→ YOUR INSTRUCTIONS:
Only the lines below starting at the one that contains "pole in this photo" and ending at the one that contains "brim in this photo" are to be reproduced, exactly and with both ends kept.

[Saved entries]
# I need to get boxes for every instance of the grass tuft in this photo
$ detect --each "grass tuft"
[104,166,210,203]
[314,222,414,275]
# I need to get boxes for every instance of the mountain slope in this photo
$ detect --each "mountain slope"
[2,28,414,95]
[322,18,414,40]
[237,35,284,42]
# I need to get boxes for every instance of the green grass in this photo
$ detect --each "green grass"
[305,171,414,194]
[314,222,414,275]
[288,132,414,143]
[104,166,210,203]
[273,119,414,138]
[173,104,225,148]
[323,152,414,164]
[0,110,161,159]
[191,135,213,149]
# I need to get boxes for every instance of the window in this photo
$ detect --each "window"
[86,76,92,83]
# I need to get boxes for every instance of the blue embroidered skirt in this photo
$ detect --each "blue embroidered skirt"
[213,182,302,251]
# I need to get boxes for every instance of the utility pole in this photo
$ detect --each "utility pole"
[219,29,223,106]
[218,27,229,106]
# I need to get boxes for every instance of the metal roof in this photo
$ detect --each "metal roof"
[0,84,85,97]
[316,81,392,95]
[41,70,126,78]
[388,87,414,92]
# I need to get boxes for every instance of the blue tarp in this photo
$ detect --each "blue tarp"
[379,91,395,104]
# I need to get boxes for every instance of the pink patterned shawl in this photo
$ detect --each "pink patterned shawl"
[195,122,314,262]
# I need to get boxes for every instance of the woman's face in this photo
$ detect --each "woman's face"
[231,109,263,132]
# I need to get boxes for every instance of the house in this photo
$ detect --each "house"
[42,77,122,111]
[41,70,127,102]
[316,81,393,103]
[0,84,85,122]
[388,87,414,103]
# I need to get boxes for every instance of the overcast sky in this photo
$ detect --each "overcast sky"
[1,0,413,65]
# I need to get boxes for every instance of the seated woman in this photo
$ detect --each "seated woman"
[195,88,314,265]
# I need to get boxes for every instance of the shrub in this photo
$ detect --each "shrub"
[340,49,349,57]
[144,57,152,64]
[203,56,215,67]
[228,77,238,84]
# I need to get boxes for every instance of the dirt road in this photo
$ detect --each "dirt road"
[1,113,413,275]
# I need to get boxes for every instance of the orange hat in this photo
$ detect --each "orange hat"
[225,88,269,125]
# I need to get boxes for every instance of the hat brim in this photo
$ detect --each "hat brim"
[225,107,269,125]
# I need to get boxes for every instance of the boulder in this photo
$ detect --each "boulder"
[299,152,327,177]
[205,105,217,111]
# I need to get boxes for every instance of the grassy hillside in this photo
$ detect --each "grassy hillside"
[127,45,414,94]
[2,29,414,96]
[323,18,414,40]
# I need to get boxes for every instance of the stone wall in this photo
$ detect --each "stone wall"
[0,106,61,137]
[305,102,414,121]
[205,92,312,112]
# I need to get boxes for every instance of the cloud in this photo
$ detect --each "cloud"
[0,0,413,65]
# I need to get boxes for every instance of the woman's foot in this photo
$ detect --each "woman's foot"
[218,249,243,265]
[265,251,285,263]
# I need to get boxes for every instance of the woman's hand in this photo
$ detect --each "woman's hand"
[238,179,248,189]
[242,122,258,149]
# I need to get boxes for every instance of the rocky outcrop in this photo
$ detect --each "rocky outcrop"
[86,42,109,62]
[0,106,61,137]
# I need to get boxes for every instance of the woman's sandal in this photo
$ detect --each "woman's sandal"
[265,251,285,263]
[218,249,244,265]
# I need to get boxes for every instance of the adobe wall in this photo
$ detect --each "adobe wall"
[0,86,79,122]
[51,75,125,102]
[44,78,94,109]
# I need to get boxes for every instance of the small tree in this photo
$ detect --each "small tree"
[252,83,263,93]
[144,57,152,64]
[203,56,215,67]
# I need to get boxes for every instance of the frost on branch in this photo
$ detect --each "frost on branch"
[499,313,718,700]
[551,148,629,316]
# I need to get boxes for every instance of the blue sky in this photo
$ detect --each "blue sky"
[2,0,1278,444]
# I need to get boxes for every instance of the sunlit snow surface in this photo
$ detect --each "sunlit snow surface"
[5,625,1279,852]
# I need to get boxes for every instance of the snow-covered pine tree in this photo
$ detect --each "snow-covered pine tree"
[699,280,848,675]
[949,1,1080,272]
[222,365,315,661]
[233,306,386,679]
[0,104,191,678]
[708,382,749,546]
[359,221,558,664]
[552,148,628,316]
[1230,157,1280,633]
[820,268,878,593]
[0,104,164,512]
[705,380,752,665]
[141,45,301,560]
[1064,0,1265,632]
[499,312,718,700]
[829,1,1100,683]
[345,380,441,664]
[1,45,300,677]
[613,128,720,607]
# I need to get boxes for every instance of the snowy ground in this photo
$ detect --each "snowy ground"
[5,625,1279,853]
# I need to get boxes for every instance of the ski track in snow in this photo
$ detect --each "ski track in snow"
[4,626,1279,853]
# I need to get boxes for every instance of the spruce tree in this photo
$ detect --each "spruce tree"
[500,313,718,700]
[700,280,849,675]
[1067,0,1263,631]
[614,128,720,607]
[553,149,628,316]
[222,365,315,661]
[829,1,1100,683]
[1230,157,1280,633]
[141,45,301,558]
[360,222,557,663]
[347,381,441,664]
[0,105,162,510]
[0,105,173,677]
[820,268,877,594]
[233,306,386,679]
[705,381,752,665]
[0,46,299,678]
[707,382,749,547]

→ TASK RESULT:
# I need to get boxes for every instance of the utility pole in this photo
$ detect --each "utility pole"
[219,29,223,106]
[218,27,229,106]
# I need to get boxes for every instance of the metal roof in this photo
$ detect --each "metal roof"
[0,84,85,97]
[316,81,392,95]
[41,70,126,78]
[388,87,414,92]
# I need to get boxes for every instance of the blue tarp in this photo
$ detect --each "blue tarp"
[379,91,395,104]
# I need to get boxes for every instance of the pink patterned shawl in this photo
$ detect --each "pink patterned shawl"
[195,122,314,262]
# I need to get boxes for every instance of the woman's face in this photo
$ detect --each "woman's face"
[231,109,263,132]
# I need to get boxes for every instance of the house in this photo
$ detect --each "house"
[42,77,122,111]
[41,70,127,102]
[316,81,393,103]
[0,84,85,122]
[388,87,414,103]
# I need to get boxes for every instance of the overcast sky in this photo
$ detect --each "overcast sky"
[1,0,413,65]
# I need to get boxes for every instance of the seated woman in this photo
$ detect --each "seated woman"
[195,88,314,265]
# I need to get boxes for every instance of the shrub in this photo
$ detect --each "shrub"
[340,49,349,57]
[144,57,152,64]
[203,56,215,67]
[228,77,238,84]
# I need to get boxes for every instance of the dirt road in this photo
$ detect --each "dirt road"
[1,113,413,275]
# I need to get boxes for every instance of the orange hat in this photo
$ detect --each "orange hat"
[225,88,269,125]
# I need to get boxes for every instance of the hat brim in this photo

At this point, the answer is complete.